══ Document extract

In May 2019, there was a massive public outcry after two young Senegalese women, Bineta Camara and Coumba Yade, were raped and murdered. Hundreds of people took to the streets demanding justice and action to combat gender-based violence in Senegal, including changes to the law, which only considered rape a minor offence.
Starting in June 2019, ONE and its partners called for the sexual assault laws in Senegal to be dramatically improved in order to protect women and girls from gender-based violence. The campaign grew quickly through a new petition and partnerships with local groups. We engaged supporters by email, social media, blog posts, and on-the-ground activity — with more than 97,000 people from across the globe joining our calls.
Our efforts have led to a new law that increases the level of punishment of those convicted of rape.
WHAT WE DID
- ONE turned anger into action by starting a campaign to petition the government to change its outdated laws — and over 97,000 people signed it.
- In December 2019, ONE and JGEN Women Global Entrepreneurship — a women’s association that fights against gender-based violence in Senegal — organised a multi-stakeholder meeting with advocates and government representatives.
- We took the petition directly to President Macky Sall. In response, the government announced it would draft a new law to deal with the issue.
- Online, Black Queen and other activists like Eileen Smith shared their stories to break down stigmas and demand change. “Every economy depends on the productivity of the people. But when there is a disease in the system — and yes gender-based violence is a disease — the system will become infected and suffer,” wrote Smith.

════

▸ **What the task requires**: Reproduce the section of the Senegal campaign summary between "Our efforts have" and "with the issue.", inclusive.

══ Data section

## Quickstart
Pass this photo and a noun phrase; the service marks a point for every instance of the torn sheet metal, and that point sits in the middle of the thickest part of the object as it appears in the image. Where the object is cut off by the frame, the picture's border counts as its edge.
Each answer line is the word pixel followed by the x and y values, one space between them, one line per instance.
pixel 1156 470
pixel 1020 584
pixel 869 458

════

▸ **Answer for this exercise**:
Our efforts have led to a new law that increases the level of punishment of those convicted of rape.
WHAT WE DID
- ONE turned anger into action by starting a campaign to petition the government to change its outdated laws — and over 97,000 people signed it.
- In December 2019, ONE and JGEN Women Global Entrepreneurship — a women’s association that fights against gender-based violence in Senegal — organised a multi-stakeholder meeting with advocates and government representatives.
- We took the petition directly to President Macky Sall. In response, the government announced it would draft a new law to deal with the issue.